Search the entries below for the string "ceiling" and copy the lines that hold it.

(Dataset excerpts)
■ ■ ■

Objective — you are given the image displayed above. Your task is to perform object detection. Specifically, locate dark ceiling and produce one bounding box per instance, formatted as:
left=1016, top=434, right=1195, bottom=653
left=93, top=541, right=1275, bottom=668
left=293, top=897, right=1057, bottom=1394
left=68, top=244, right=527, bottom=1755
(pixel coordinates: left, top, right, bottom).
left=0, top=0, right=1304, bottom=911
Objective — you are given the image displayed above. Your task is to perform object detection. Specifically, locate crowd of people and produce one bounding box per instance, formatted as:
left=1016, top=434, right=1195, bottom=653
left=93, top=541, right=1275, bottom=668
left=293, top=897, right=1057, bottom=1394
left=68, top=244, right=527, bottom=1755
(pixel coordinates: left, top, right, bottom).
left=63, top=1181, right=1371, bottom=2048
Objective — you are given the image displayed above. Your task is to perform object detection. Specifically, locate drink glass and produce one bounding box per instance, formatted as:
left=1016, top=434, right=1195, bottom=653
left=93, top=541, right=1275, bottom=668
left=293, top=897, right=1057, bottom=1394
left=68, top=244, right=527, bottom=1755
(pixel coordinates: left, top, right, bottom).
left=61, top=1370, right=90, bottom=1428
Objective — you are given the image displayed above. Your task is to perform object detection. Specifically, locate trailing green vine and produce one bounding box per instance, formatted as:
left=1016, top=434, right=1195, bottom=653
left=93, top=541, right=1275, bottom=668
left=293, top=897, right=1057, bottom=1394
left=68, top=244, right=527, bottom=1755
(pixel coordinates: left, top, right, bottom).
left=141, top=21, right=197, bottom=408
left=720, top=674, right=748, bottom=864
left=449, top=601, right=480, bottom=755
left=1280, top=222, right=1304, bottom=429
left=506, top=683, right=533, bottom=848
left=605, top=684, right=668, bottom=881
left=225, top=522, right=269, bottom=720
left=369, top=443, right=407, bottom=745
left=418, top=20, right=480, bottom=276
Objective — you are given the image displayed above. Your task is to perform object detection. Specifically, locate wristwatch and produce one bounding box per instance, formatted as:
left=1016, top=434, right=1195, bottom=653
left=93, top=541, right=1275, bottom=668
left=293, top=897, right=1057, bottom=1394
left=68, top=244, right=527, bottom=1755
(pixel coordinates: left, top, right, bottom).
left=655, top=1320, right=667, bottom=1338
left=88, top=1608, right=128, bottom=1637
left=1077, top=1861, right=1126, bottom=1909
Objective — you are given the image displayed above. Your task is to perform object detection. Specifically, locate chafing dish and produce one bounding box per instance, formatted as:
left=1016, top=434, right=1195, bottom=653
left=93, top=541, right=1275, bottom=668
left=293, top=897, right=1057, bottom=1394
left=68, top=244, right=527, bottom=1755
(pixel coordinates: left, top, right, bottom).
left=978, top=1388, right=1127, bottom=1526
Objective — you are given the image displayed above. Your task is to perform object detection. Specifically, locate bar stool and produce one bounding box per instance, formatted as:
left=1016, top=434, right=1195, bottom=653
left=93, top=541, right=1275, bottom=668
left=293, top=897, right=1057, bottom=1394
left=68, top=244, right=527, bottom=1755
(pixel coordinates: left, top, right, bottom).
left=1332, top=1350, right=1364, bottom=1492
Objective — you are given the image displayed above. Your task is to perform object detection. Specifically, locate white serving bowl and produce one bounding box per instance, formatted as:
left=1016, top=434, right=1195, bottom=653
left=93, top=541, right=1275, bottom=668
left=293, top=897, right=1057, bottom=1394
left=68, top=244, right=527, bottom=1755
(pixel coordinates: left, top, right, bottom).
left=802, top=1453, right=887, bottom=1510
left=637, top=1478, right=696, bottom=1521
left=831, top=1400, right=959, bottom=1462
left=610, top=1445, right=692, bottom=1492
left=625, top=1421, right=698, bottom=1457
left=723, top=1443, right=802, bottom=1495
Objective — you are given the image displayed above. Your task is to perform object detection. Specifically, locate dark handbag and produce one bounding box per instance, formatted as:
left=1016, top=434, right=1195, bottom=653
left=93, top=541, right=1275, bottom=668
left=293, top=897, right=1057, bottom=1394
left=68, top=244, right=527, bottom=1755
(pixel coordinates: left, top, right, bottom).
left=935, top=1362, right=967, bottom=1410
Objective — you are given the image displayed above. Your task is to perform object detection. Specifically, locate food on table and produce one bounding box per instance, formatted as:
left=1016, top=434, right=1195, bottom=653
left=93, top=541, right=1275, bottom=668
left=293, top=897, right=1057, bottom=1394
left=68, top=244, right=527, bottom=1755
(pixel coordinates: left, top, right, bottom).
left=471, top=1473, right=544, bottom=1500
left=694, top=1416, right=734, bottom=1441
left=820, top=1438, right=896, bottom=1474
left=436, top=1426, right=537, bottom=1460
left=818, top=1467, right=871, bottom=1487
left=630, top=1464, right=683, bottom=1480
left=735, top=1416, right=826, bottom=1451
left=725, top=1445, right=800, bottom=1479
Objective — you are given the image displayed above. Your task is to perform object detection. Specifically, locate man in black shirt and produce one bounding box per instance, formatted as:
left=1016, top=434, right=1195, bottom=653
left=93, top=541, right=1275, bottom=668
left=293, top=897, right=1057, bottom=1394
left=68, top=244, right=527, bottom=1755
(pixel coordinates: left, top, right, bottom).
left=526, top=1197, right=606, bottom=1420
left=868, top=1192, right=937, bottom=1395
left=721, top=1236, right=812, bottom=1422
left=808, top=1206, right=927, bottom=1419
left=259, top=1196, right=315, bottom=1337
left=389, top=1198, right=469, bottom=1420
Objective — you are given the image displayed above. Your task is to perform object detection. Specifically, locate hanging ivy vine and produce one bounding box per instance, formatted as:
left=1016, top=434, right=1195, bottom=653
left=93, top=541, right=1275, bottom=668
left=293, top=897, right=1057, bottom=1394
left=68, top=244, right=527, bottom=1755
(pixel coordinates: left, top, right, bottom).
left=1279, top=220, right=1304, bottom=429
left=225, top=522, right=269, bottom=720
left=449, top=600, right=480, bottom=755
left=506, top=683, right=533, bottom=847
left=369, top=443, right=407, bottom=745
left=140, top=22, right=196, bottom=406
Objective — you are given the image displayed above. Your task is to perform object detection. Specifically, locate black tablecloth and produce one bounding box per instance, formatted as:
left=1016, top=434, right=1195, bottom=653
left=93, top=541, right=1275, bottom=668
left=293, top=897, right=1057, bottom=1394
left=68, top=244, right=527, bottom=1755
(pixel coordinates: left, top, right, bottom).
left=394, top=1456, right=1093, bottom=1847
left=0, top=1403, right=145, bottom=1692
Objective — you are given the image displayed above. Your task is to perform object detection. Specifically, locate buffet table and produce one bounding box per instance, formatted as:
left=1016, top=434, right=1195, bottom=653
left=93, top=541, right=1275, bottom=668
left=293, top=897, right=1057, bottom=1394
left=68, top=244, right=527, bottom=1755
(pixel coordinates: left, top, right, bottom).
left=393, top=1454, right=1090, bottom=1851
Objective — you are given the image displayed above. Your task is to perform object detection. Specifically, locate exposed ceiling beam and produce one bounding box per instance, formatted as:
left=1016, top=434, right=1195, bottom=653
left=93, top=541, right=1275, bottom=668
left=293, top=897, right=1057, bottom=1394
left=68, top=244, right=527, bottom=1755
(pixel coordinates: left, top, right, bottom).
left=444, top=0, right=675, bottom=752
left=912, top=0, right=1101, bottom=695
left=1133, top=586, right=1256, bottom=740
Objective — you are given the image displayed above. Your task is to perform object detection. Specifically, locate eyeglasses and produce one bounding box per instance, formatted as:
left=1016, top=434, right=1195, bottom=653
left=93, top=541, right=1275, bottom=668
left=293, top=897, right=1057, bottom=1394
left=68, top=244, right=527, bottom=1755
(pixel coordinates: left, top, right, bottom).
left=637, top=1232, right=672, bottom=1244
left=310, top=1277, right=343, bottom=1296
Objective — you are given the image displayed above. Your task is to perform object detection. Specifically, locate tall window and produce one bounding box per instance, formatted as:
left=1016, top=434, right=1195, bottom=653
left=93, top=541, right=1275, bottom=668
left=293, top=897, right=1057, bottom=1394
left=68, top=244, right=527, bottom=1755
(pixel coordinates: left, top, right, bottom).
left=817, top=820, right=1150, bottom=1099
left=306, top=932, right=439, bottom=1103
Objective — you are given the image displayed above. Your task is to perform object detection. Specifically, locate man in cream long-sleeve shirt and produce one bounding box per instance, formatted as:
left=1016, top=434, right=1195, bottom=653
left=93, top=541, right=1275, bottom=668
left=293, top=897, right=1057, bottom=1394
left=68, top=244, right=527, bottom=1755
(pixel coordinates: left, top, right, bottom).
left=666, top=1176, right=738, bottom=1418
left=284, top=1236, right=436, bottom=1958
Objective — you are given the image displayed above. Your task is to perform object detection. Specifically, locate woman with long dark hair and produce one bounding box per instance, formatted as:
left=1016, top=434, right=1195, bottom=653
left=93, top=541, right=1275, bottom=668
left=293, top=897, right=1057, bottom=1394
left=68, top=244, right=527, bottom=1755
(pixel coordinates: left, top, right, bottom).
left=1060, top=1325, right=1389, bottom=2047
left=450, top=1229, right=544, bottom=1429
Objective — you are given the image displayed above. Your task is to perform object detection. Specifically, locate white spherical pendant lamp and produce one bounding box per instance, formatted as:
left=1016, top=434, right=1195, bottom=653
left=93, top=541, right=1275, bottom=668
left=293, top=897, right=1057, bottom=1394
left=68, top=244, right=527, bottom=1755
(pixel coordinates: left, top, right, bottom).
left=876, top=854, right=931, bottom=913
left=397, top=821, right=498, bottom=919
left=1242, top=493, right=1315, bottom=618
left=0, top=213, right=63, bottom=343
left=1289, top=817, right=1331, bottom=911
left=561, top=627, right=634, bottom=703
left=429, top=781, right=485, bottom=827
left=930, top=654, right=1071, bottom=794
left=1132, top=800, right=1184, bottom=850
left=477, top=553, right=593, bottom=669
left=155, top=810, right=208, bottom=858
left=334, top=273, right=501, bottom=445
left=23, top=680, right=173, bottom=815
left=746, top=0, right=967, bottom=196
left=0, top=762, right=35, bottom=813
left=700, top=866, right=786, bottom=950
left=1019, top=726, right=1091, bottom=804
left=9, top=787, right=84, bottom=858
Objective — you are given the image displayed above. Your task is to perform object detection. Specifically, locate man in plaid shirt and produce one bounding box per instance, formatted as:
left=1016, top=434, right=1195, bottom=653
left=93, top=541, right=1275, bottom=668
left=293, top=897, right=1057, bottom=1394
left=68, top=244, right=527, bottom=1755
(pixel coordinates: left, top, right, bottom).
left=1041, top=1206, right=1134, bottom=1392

■ ■ ■

- Solved exercise
Objective — you are given the image displayed above. Your task is to perform object detection. Specifically, locate dark ceiling and produce one bounding box per instance, formatted as:
Objective — you are given the image displayed above. Your task is to perform object detection. Specifically, locate exposed ceiling beam and produce one bounding box per instance, formatted as:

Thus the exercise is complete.